[START PASSAGE]

Bug 638709 – utf8_strrcasestr in GtkTextIter makes an invalid read

After an evaluation, GNOME has moved from Bugzilla to GitLab. Learn more about GitLab.
No new issues can be reported in GNOME Bugzilla anymore.
To report an issue in a GNOME project, go to GNOME GitLab.
Do not go to GNOME Gitlab for: Bluefish, Doxygen, GnuCash, GStreamer, java-gnome, LDTP, NetworkManager, Tomboy.

Bug 638709 - utf8_strrcasestr in GtkTextIter makes an invalid read


Summary:	utf8_strrcasestr in GtkTextIter makes an invalid read


Status:	RESOLVED FIXED

Product:	gtk+
Classification:	Platform
Component:	Widget: GtkTextView
Version:	unspecified
Hardware:	Other All

Importance:	Normal minor
Target Milestone:	---
Assigned To:	gtk-bugs
QA Contact:	gtk-bugs

URL:
Whiteboard:

Depends on:
Blocks:

Reported:	2011-01-04 23:04 UTC by morshed.nader
Modified:	2014-07-31 16:03 UTC

See Also:
GNOME target:	---
GNOME version:	---

Attachments
Patch to fix the issue in gtktextiter.c (663 bytes, patch) 2011-01-04 23:04 UTC, morshed.nader	none	Details \| Review
textiter: use g_utf8_find_prev_char() (safer) (1.19 KB, patch) 2014-07-20 13:28 UTC, Sébastien Wilmet	none	Details \| Review
textiter: don't call g_utf8_prev_char() on start of string (1.12 KB, patch) 2014-07-31 14:01 UTC, Sébastien Wilmet	committed	Details \| Review

Description morshed.nader 2011-01-04 23:04:17 UTC

In utf8_strrcasestr, the search loop iterates backwards using:

p = g_utf8_prev_char(p);

However, when this is called at the start of a string, in the last loop of any search, it reads at least 1 byte before the allocated range.

[END PASSAGE]
[START AVAILABLE DATA]

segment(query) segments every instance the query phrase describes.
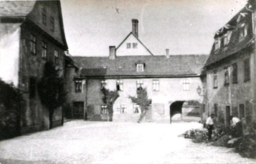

[END AVAILABLE DATA]

§ WHAT YOU WILL DO:
Using the bug report above, explain in one to three sentences why the backward search loop in utf8_strrcasestr produces an invalid read.

§ RESPONSE TO THE TASK:
The loop moves backwards with "p = g_utf8_prev_char(p);", and in the last iteration of any search this call is made at the start of the string. At that point it reads at least one byte before the allocated range.